[Start Article]
Hollywood’s is a history rife with offensive films, political controversy and reactionary self-censorship.

The world reacted with great sorrow and regret today as Sony Pictures announced it would be cancelling all screenings of The Interview, the clever, sophisticated political comedy about how James Franco and Seth Rogan attempt to assassinate North Korean president Kim Jong-un. Cinephiles are surely weeping over this great loss to the American film canon. Franco and Rogen will have to find some way to console themselves over this agonizing blow to their artistic repertoire, perhaps by rolling around in the piles and piles of money they will make from the movie anyway.

If there are worries this might have a chilling effect on future film production, they’ve been justified. It looks like another North Korean-related film project, this one starring Steve Carell, has been tabled indefinitely. Still, this isn’t the first time a film project has been shut down over concerns about its contents. Hollywood’s is a history rife with offensive films, political controversy and reactionary self-censorship. Here are three films that were too contentious to be screened:


Alfred Hitchcock’s Memory of the Camps

The footage collected for Hitchcock’s legendary Holocaust documentary was reportedly so gruesome and horrifying it left the filmmaker “traumatized”. It was originally concieved as a joint production by the British and American governments, who intended to use it to broadcast the atrocities committed by the Nazis. But it took so long to finish that they eventually put a kibosh on the whole thing, fearful that its contents would hinder reconstruction and reconciliation in post-war Germany. The footage was collecting dust at the Imperial War Museum for more than 40 years before it was rediscovered.
[End Article]
[Start The data]
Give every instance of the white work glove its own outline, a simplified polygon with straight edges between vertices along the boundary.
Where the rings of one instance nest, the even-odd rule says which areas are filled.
[End The data]
[Start The data]
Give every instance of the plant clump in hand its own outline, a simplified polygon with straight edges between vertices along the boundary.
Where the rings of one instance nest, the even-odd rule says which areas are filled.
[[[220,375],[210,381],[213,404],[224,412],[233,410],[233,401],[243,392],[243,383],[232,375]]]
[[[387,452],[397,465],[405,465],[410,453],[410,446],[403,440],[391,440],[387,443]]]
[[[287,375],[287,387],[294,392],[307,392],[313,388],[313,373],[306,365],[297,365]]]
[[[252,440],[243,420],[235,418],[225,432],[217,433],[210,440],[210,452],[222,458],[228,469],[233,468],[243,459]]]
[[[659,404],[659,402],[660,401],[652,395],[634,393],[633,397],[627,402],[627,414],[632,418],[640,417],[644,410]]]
[End The data]
Instructions
(a) Decide whether each statement below agrees with the article on films too contentious to screen. Answer yes or no for each and quote the deciding words. (i) Sony Pictures announced it would cancel all screenings of The Interview. (ii) Hitchcock's Holocaust documentary was conceived as a joint production of the British and German governments. (iii) The documentary's footage sat at the Imperial War Museum for more than 40 years.
(b) Tally the lines in both blocks of rows that contain the string "vertices". Reply with the number only.

Responses to the tasks
(a)
(i) Yes: "Sony Pictures announced it would be cancelling all screenings of The Interview"
(ii) No: "a joint production by the British and American governments"
(iii) Yes: "The footage was collecting dust at the Imperial War Museum for more than 40 years before it was rediscovered"

(b) 2